(Stored records)
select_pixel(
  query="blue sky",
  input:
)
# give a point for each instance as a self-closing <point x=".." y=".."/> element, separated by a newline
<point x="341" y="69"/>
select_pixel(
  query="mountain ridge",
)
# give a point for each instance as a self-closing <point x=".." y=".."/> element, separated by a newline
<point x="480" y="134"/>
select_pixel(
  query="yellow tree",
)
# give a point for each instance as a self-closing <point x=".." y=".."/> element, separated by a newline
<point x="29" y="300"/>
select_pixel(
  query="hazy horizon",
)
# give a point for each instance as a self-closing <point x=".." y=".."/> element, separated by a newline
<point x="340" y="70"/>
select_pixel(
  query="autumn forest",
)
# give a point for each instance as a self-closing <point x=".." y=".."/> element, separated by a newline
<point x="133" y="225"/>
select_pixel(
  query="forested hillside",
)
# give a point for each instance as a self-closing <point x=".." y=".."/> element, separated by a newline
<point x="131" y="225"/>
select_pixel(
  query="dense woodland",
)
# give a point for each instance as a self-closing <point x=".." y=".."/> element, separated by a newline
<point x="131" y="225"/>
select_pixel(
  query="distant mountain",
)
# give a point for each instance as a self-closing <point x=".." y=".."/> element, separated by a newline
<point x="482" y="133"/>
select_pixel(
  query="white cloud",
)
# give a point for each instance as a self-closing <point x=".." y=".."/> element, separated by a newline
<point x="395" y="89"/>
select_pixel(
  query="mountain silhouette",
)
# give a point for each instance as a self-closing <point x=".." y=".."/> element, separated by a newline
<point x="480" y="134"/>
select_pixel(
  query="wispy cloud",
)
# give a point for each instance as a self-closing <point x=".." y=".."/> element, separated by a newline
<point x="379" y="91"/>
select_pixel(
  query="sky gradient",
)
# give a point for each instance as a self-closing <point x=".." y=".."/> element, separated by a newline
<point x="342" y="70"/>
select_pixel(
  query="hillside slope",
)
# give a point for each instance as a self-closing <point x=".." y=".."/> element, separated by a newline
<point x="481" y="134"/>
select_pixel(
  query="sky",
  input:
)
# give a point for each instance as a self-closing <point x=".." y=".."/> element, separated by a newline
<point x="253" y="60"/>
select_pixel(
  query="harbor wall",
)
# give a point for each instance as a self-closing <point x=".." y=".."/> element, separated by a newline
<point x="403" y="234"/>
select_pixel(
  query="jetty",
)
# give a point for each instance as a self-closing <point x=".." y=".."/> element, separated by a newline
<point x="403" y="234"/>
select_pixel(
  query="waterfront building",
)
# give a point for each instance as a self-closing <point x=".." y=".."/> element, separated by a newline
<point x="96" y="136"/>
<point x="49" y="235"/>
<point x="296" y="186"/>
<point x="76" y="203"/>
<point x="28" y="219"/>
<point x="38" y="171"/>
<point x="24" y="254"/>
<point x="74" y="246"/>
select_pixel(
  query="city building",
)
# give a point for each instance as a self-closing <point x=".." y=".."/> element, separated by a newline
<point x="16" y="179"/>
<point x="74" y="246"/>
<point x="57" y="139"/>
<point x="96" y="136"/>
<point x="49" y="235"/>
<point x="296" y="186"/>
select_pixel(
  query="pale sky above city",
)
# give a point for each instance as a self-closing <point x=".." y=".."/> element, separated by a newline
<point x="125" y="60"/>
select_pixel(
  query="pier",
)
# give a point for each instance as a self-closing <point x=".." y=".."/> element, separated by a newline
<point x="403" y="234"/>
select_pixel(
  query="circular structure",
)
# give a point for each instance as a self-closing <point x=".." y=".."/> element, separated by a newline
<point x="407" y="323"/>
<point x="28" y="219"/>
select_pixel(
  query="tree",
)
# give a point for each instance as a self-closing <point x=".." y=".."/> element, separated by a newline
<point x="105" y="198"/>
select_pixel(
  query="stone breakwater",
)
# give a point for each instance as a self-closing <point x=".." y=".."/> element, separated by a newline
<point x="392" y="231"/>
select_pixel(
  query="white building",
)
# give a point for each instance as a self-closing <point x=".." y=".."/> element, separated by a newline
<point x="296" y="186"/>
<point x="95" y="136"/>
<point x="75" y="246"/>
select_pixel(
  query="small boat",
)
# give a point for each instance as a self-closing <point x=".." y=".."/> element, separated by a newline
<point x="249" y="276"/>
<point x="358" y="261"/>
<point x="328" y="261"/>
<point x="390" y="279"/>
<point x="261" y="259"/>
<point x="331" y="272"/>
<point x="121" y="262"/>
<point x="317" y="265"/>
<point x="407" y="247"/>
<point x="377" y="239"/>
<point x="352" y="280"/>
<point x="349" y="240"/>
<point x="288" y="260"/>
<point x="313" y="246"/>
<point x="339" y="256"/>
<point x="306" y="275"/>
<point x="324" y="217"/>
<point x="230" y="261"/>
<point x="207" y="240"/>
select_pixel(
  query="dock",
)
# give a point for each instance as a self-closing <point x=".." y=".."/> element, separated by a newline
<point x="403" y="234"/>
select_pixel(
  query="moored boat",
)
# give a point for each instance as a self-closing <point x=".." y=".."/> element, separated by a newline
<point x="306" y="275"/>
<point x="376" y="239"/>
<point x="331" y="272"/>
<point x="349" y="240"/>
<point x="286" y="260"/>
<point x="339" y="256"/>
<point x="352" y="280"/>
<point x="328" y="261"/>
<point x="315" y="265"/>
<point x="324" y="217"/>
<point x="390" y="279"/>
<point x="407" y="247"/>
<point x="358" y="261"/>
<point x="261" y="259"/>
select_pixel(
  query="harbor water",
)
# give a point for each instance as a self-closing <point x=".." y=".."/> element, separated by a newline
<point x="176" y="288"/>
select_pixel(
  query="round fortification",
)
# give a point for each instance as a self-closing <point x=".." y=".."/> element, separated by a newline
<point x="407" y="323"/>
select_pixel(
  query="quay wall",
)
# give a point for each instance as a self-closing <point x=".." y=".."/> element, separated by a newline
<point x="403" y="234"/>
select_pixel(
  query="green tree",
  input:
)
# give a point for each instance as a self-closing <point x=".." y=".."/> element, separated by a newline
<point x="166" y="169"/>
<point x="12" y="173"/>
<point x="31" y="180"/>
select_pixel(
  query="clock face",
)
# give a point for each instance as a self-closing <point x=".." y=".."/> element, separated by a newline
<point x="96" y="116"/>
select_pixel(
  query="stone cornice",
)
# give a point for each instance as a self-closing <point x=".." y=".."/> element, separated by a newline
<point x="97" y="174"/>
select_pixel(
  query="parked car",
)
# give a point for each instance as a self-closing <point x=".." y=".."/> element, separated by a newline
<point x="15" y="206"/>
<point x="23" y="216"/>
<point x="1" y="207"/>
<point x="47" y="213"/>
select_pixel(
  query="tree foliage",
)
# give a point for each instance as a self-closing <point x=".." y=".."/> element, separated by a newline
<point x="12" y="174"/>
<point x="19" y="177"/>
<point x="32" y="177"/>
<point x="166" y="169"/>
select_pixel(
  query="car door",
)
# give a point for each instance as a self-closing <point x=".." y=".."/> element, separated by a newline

**Exercise objective:**
Which lines of the material above contain the word "mountain"? Pick out and copy every one of them, matching case exactly.

**Full output:**
  query="mountain ridge",
  query="distant mountain",
  query="mountain silhouette",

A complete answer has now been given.